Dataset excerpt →
/---

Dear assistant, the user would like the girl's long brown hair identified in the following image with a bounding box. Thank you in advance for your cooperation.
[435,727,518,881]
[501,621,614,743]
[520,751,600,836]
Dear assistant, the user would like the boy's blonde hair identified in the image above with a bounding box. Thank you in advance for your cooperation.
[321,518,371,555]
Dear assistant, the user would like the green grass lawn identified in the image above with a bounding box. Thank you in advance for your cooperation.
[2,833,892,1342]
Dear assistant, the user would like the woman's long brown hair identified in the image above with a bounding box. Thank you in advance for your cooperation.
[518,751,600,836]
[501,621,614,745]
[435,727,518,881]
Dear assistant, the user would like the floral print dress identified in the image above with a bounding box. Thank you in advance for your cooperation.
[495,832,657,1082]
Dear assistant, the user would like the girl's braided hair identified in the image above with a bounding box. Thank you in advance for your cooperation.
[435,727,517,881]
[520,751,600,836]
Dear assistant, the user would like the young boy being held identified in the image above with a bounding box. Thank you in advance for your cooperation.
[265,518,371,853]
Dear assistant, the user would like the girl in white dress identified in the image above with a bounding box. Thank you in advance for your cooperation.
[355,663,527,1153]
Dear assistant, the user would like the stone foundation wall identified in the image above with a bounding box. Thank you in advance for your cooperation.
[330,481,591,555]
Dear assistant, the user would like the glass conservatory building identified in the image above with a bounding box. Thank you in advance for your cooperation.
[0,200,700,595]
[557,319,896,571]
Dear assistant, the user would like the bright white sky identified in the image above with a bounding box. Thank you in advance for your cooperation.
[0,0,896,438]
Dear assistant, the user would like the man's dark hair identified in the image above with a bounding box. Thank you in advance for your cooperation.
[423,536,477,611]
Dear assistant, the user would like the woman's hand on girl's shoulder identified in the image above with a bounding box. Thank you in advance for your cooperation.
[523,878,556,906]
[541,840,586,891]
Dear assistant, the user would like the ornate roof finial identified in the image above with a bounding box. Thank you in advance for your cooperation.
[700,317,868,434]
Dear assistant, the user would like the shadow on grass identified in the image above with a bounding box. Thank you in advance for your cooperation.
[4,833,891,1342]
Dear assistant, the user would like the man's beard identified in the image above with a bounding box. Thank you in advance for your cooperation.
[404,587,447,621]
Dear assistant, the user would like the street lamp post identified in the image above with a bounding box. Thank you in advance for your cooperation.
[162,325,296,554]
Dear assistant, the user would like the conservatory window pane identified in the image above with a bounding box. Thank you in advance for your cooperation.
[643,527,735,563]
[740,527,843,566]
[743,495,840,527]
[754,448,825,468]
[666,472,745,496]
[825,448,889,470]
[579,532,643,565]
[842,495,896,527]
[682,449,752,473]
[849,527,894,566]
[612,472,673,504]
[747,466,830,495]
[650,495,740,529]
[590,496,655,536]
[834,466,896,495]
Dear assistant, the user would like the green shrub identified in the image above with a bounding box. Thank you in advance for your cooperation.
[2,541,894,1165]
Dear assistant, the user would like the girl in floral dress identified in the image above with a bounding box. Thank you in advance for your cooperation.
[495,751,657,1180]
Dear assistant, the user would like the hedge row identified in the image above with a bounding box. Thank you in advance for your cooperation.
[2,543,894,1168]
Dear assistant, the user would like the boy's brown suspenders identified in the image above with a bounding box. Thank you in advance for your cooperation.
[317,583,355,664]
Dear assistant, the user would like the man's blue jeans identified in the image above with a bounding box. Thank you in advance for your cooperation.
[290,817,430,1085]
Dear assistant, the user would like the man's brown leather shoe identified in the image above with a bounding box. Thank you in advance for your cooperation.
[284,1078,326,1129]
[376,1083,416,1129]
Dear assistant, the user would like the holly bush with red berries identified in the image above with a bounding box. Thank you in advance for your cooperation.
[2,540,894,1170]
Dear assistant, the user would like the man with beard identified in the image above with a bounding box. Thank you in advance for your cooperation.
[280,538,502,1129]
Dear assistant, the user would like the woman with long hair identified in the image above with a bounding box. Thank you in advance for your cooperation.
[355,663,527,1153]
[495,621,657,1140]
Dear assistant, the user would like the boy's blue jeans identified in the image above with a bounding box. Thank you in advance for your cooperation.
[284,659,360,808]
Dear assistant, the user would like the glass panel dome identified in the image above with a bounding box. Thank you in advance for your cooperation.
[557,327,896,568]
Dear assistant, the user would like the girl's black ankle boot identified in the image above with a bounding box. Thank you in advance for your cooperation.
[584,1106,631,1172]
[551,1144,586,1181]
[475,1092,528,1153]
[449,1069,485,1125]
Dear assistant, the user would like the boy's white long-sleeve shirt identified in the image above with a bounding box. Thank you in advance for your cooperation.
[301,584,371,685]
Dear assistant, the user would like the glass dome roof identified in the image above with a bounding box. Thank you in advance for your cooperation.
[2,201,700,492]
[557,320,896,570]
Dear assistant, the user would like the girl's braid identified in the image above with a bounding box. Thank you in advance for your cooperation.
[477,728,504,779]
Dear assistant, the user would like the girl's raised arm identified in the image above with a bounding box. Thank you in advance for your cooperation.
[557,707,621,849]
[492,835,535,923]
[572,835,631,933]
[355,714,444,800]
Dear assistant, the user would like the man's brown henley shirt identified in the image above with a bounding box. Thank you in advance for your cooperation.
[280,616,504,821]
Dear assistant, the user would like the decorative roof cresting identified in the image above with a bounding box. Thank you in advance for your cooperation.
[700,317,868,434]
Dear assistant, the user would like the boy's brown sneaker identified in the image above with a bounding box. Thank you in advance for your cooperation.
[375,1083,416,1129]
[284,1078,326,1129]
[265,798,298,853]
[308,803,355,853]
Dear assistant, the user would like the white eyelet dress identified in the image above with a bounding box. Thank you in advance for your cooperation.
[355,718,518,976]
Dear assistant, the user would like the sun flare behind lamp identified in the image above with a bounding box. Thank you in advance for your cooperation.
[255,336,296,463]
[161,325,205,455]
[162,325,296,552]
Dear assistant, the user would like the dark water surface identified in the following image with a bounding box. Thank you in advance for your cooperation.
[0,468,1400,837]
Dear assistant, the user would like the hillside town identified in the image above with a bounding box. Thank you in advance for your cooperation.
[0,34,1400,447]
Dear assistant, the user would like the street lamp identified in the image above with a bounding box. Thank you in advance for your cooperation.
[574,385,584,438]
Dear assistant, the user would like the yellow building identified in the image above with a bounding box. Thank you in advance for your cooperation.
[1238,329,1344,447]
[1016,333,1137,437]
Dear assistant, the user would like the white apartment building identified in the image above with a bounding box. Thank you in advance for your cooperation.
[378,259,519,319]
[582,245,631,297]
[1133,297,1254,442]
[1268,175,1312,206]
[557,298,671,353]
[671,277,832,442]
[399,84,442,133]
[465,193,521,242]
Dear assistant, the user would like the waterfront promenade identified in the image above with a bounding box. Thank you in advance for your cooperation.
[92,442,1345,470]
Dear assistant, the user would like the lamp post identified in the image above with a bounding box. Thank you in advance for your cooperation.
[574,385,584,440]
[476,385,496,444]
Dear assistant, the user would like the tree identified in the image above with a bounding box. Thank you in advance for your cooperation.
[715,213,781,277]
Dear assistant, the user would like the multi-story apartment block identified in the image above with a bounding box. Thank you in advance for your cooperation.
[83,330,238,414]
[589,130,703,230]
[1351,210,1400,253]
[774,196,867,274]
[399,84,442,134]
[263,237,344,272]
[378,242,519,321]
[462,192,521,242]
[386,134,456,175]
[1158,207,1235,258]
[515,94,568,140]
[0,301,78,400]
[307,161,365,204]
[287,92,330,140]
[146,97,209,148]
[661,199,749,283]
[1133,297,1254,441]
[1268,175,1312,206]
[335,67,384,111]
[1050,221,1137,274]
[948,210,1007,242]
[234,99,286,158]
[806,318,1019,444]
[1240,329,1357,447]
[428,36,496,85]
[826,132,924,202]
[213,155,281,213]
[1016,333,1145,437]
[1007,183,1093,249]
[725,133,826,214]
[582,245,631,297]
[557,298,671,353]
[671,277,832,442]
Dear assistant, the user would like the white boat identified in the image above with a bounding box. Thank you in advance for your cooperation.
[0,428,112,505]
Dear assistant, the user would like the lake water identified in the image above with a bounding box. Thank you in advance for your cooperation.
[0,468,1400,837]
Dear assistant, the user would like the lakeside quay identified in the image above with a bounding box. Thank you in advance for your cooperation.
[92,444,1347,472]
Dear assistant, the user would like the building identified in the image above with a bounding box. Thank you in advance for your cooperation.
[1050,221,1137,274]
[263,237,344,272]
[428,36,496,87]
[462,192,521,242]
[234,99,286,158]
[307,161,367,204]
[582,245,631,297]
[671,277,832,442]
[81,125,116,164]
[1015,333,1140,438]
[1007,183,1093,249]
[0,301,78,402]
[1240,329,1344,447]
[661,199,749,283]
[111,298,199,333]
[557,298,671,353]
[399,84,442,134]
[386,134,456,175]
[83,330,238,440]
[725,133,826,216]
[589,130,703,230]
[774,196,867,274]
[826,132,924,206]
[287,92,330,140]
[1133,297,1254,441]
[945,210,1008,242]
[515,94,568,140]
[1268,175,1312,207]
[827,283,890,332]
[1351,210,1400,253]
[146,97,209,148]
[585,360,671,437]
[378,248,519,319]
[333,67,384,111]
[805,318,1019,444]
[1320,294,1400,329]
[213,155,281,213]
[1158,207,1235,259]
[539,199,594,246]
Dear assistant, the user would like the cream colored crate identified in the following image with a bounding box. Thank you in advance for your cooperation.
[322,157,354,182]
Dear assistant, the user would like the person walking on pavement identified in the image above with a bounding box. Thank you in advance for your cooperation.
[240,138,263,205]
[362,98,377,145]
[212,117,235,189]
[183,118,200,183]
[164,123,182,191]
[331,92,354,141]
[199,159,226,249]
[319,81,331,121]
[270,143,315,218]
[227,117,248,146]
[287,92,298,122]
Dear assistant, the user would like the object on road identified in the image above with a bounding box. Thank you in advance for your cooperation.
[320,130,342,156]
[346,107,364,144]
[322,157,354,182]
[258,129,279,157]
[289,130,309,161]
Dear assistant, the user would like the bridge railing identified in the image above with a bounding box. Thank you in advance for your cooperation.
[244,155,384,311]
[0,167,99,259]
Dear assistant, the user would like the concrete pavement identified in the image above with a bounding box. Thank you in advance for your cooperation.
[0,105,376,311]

\---

Short problem →
Rewrite the rows starting at the line containing "Dear assistant, the user would like the white apartment" and ending at the line containing "[715,213,781,277]", replacing "lamp post" with "street lamp" and leaving everything else as it is.

Correct output →
Dear assistant, the user would like the white apartment building identified in the image above with a bounding box. Thank you in advance for your cooperation.
[378,259,519,319]
[582,245,631,297]
[1133,297,1254,442]
[1268,175,1312,206]
[557,298,671,353]
[671,277,832,442]
[399,84,442,133]
[465,193,521,242]
Dear assistant, the user would like the waterfront promenade identified in the image above with a bounding box. Thank you in advance for your cooperation.
[92,442,1345,470]
Dear assistant, the user would like the street lamp identified in the image above with a bounding box. Thank you in advance for your cooperation.
[574,385,584,440]
[476,385,496,444]
Dear assistant, the user would like the tree identified in the image above with a bounding box. Thank you in advance for your cooperation.
[715,213,781,277]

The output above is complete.